Viel wichtiger war der Sonntag davor: Nach meinem geteilten neunten Rang in Helsinki waren wir bis um sechs Uhr am Montagmorgen feiern und saßen um acht Uhr im Flugzeug Richtung Dänemark. Dort war der Kopf frei und ich konnte mich voll auf die folgende Woche konzentrieren. Mit Erfolg! Als der Sieg in Dänemark unter Dach und Fach war, hatte ich etwas Zeit, im Clubhaus zu mir zu kommen und alles zu verarbeiten. Die Emotionen, gerade gewonnen zu haben, waren unglaublich und ich übertreibe nicht, wenn ich behaupte, dass ich noch nie so ein überwältigendes Gefühl gespürt habe. Danach gingen wir feiern und Dominic Foos war so nett, mich am Montag im Auto mit nach Schweden zum nächsten Turnier zu nehmen.

Von Monday-Qualifiern zum Führenden der Saisonwertung: Kam dieser Erfolg für dich über Nacht oder war das ein Prozess?
········
# Aufgabenstellung:
1) Zitiere aus dem Textauszug wortgetreu die Stelle von „Viel wichtiger war“ bis einschließlich „das ein Prozess?“.
2) Beantworte anhand des Textauszugs kurz:
(a) Welcher Rang in Helsinki wird genannt?
(b) Um wie viel Uhr saß man am Montagmorgen im Flugzeug Richtung Dänemark?
(c) Wer nahm die erzählende Person am Montag im Auto mit nach Schweden?

# Material:
········
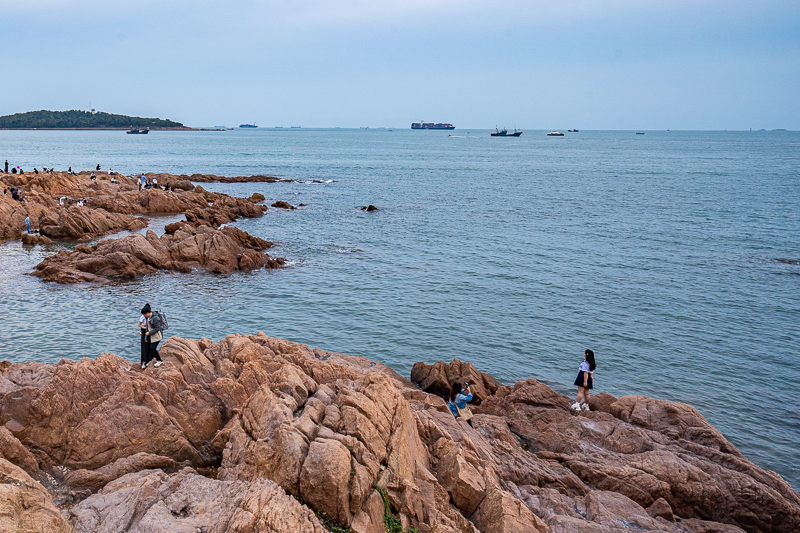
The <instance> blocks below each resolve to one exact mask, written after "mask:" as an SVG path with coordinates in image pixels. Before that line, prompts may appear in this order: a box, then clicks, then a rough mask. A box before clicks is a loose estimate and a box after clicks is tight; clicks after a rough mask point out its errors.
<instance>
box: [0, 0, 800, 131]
········
# Antworten pro Aufgabe:
1)
Viel wichtiger war der Sonntag davor: Nach meinem geteilten neunten Rang in Helsinki waren wir bis um sechs Uhr am Montagmorgen feiern und saßen um acht Uhr im Flugzeug Richtung Dänemark. Dort war der Kopf frei und ich konnte mich voll auf die folgende Woche konzentrieren. Mit Erfolg! Als der Sieg in Dänemark unter Dach und Fach war, hatte ich etwas Zeit, im Clubhaus zu mir zu kommen und alles zu verarbeiten. Die Emotionen, gerade gewonnen zu haben, waren unglaublich und ich übertreibe nicht, wenn ich behaupte, dass ich noch nie so ein überwältigendes Gefühl gespürt habe. Danach gingen wir feiern und Dominic Foos war so nett, mich am Montag im Auto mit nach Schweden zum nächsten Turnier zu nehmen.

Von Monday-Qualifiern zum Führenden der Saisonwertung: Kam dieser Erfolg für dich über Nacht oder war das ein Prozess?

2)
(a) Ein geteilter neunter Rang.
(b) Um acht Uhr.
(c) Dominic Foos.